### Set exercise
Using the entries below, output exactly the line containing "Note for the class: annotate every instance of the tree in" and all lines that follow it to the end.

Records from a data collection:
▶

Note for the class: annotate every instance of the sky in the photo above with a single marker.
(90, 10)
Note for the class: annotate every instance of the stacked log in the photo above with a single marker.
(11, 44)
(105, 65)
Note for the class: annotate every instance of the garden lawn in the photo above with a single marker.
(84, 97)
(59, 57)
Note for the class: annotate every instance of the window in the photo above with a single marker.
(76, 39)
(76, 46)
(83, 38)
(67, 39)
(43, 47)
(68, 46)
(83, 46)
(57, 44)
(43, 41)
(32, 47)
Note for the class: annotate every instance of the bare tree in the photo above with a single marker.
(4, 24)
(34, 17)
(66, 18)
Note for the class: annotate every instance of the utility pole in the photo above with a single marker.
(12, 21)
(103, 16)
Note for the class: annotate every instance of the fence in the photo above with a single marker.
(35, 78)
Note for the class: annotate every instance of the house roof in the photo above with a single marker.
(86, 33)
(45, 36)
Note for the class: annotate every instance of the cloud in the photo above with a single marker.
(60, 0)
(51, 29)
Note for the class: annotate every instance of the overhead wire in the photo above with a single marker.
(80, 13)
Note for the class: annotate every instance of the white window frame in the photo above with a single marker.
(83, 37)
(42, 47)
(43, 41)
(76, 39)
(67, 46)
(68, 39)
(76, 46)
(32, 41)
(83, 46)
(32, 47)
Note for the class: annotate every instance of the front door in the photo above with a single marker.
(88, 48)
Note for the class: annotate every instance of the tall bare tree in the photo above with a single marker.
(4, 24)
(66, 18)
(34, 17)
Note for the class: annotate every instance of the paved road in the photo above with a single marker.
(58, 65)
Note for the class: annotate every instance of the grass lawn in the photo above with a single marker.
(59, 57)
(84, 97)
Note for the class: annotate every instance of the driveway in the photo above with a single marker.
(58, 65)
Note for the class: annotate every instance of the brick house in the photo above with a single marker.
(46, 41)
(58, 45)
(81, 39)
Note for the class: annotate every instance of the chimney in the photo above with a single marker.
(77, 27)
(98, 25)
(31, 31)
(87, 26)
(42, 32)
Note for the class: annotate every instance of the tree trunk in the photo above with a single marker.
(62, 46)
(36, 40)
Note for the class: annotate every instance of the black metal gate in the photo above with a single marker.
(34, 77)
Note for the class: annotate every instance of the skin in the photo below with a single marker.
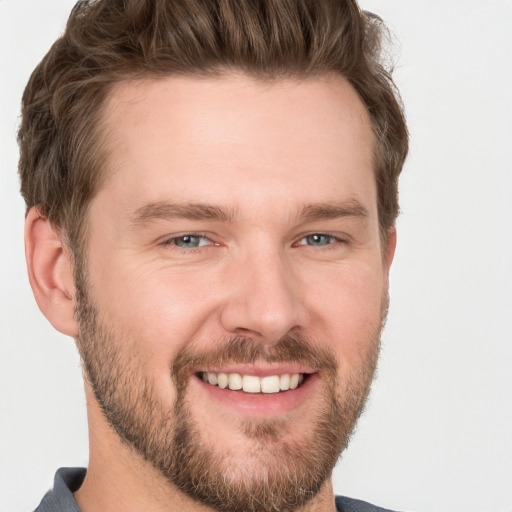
(260, 152)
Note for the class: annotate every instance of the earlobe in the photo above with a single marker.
(50, 271)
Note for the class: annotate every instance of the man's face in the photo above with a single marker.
(236, 239)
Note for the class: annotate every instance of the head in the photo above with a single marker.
(222, 178)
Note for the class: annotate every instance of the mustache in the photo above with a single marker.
(240, 350)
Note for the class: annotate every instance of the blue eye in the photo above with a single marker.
(189, 241)
(317, 240)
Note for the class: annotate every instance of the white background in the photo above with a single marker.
(437, 435)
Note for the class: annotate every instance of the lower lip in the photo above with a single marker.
(259, 404)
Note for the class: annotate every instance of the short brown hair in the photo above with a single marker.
(107, 41)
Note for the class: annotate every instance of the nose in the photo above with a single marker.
(264, 298)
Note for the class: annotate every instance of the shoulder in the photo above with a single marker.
(344, 504)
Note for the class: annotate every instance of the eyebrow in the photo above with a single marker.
(334, 210)
(164, 210)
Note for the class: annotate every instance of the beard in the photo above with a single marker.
(277, 472)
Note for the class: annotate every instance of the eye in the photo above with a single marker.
(318, 240)
(188, 241)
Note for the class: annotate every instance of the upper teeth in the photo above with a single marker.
(254, 384)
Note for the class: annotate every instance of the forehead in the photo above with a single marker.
(233, 137)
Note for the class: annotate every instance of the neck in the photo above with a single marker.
(120, 479)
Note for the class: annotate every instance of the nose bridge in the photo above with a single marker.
(264, 297)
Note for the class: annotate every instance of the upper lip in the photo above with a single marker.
(262, 369)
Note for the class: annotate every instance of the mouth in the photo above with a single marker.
(266, 385)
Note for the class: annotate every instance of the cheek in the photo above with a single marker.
(162, 308)
(347, 312)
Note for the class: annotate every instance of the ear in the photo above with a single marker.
(389, 249)
(50, 272)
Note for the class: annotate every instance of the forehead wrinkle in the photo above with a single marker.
(165, 210)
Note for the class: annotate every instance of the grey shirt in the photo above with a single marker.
(69, 480)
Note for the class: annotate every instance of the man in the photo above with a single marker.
(211, 191)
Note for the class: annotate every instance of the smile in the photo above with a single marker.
(270, 384)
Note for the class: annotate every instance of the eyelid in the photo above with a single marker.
(337, 237)
(168, 240)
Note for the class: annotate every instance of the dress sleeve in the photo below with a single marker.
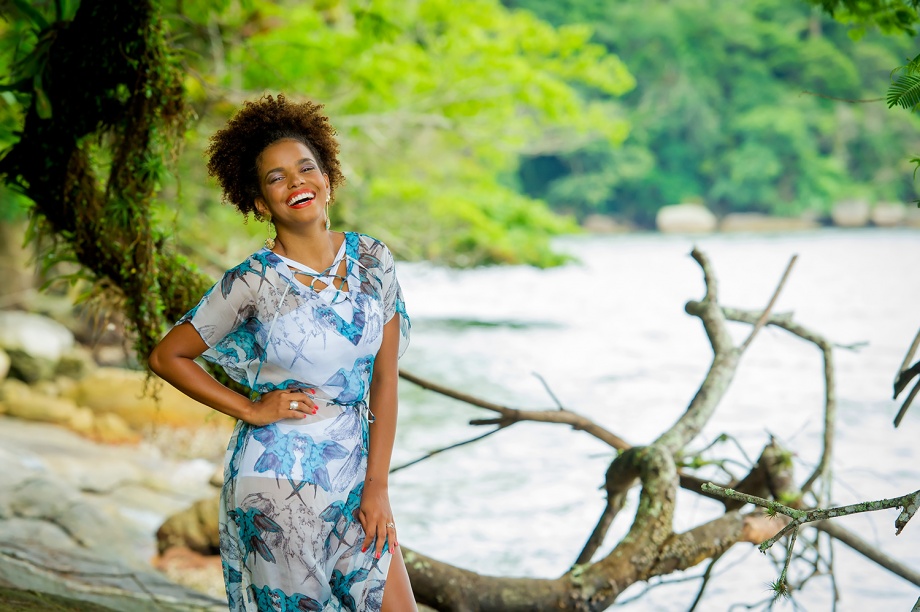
(393, 303)
(222, 308)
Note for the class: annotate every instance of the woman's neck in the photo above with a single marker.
(314, 249)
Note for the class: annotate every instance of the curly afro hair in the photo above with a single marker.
(234, 151)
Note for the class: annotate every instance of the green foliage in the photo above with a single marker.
(434, 102)
(905, 92)
(890, 16)
(735, 107)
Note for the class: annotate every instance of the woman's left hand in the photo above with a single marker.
(377, 518)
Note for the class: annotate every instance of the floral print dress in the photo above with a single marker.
(289, 536)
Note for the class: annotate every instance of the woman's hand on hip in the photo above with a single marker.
(278, 405)
(376, 517)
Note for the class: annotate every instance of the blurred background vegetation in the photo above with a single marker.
(472, 132)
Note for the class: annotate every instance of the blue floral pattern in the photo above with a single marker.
(289, 536)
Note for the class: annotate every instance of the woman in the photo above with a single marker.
(305, 518)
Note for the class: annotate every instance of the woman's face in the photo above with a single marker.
(294, 189)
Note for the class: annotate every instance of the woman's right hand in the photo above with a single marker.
(277, 405)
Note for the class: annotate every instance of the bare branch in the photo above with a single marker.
(766, 313)
(549, 391)
(868, 550)
(784, 321)
(910, 504)
(438, 451)
(910, 353)
(907, 401)
(513, 415)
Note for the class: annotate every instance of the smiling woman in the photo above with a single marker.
(305, 518)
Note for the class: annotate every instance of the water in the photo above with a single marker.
(610, 338)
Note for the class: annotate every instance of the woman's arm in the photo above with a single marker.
(173, 360)
(375, 510)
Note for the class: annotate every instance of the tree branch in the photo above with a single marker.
(910, 504)
(768, 310)
(513, 415)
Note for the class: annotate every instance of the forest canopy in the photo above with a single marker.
(473, 132)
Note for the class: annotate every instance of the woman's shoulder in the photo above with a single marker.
(372, 248)
(261, 265)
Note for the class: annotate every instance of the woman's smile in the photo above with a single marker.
(291, 179)
(301, 198)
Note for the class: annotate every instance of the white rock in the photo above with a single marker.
(34, 334)
(4, 364)
(888, 214)
(850, 213)
(685, 218)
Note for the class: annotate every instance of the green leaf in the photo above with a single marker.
(42, 102)
(905, 92)
(40, 22)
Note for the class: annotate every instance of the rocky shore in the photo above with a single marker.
(96, 458)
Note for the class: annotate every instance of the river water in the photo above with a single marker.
(611, 340)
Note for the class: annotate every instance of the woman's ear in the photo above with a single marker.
(261, 207)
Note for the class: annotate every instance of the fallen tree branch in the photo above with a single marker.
(909, 504)
(513, 415)
(769, 309)
(784, 321)
(869, 551)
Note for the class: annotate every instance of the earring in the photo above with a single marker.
(270, 241)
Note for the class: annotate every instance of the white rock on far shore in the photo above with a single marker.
(850, 213)
(756, 222)
(888, 214)
(34, 334)
(685, 219)
(4, 364)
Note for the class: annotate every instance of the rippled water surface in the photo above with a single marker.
(610, 338)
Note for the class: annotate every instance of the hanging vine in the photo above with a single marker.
(105, 111)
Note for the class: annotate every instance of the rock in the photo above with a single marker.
(76, 363)
(125, 393)
(4, 365)
(756, 222)
(685, 218)
(82, 575)
(194, 570)
(34, 334)
(850, 213)
(42, 499)
(888, 214)
(195, 528)
(21, 401)
(603, 224)
(78, 518)
(110, 428)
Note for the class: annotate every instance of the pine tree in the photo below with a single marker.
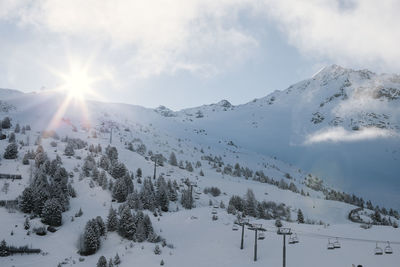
(26, 201)
(300, 216)
(17, 128)
(101, 225)
(52, 212)
(11, 151)
(172, 159)
(6, 123)
(189, 167)
(126, 227)
(251, 203)
(139, 172)
(117, 260)
(102, 262)
(27, 224)
(120, 190)
(112, 220)
(69, 149)
(90, 241)
(11, 138)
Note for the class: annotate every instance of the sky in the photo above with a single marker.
(185, 53)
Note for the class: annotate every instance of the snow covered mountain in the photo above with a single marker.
(341, 126)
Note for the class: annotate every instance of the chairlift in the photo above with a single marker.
(261, 235)
(378, 250)
(388, 249)
(330, 245)
(336, 244)
(295, 239)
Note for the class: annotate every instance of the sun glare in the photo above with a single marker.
(77, 83)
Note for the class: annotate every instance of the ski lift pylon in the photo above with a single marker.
(336, 244)
(388, 249)
(378, 250)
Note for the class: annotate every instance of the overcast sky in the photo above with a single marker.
(184, 53)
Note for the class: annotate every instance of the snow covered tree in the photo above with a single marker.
(11, 151)
(17, 128)
(127, 227)
(172, 159)
(189, 166)
(139, 172)
(300, 216)
(11, 138)
(90, 240)
(118, 170)
(102, 262)
(101, 226)
(27, 224)
(69, 149)
(120, 190)
(112, 220)
(186, 199)
(26, 200)
(6, 123)
(250, 203)
(52, 212)
(117, 260)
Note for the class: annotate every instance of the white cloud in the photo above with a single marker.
(351, 32)
(339, 134)
(159, 36)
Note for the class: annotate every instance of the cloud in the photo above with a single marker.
(201, 36)
(339, 134)
(350, 32)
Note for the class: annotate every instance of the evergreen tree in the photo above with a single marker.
(52, 212)
(139, 172)
(11, 138)
(250, 204)
(118, 170)
(102, 262)
(127, 227)
(189, 166)
(101, 226)
(11, 151)
(112, 220)
(300, 216)
(172, 159)
(6, 123)
(117, 260)
(120, 190)
(17, 128)
(90, 241)
(26, 201)
(69, 149)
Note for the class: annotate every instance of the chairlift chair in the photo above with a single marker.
(295, 239)
(388, 249)
(336, 244)
(378, 250)
(261, 235)
(330, 245)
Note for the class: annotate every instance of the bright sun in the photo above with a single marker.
(77, 83)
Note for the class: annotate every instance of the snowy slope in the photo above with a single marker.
(282, 134)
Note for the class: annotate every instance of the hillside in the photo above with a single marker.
(293, 151)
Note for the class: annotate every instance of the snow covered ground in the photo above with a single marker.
(251, 135)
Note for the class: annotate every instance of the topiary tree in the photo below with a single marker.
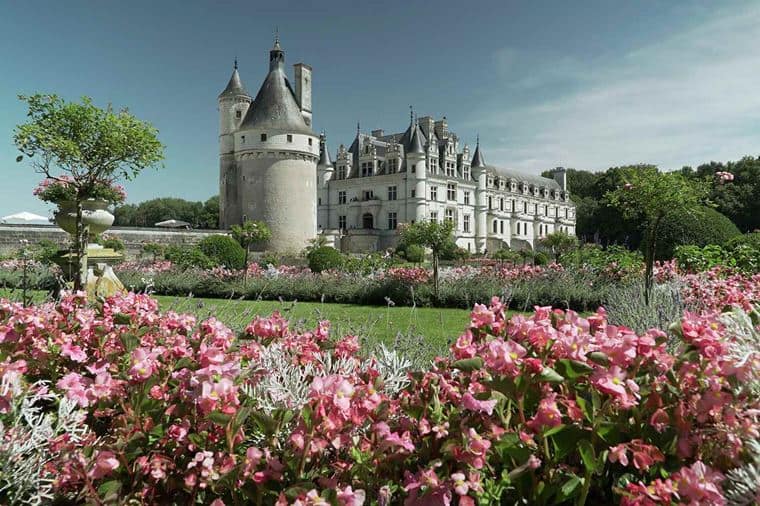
(433, 235)
(559, 243)
(84, 150)
(223, 250)
(698, 227)
(248, 234)
(652, 196)
(325, 258)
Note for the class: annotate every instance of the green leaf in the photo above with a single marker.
(219, 418)
(588, 455)
(468, 364)
(572, 369)
(551, 376)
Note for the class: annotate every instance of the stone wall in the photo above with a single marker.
(133, 238)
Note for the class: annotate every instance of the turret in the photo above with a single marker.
(478, 167)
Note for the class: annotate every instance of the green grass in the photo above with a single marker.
(430, 327)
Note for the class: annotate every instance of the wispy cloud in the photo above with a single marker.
(685, 99)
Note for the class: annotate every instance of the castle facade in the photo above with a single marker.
(275, 169)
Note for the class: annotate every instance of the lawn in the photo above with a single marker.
(429, 328)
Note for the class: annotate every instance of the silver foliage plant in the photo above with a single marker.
(26, 436)
(626, 306)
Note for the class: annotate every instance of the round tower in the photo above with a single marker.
(416, 166)
(234, 103)
(478, 167)
(325, 172)
(276, 155)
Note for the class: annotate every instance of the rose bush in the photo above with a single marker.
(546, 408)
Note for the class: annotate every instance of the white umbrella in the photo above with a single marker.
(173, 224)
(25, 218)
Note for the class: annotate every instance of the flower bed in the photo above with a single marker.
(123, 402)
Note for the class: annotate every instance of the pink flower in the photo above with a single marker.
(105, 462)
(471, 403)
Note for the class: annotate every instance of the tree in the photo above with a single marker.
(248, 234)
(86, 147)
(433, 235)
(652, 196)
(559, 243)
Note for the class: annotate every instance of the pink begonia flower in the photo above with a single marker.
(105, 462)
(350, 497)
(471, 403)
(547, 415)
(74, 352)
(618, 454)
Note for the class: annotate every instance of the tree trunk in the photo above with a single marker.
(435, 277)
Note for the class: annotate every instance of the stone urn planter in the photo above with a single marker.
(95, 214)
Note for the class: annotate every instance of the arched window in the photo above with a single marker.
(368, 221)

◀

### Solution to this problem
Note for the class: annotate every instance of the tree in the photo above with a single marker.
(248, 234)
(86, 147)
(433, 235)
(652, 196)
(559, 243)
Note for the class: annotate every instance of the pink begonia flower in the photo above with a single marker.
(105, 462)
(350, 497)
(471, 403)
(547, 415)
(74, 352)
(618, 454)
Note for the class: annotate every instance of the tree trunk in the photo above with a single marker.
(435, 277)
Note for the class: annotate every instance of the stone urn planter in the photo above with a single marker.
(95, 214)
Note for the class: annotate every instance of the arched window in the photo above with a single marker.
(368, 221)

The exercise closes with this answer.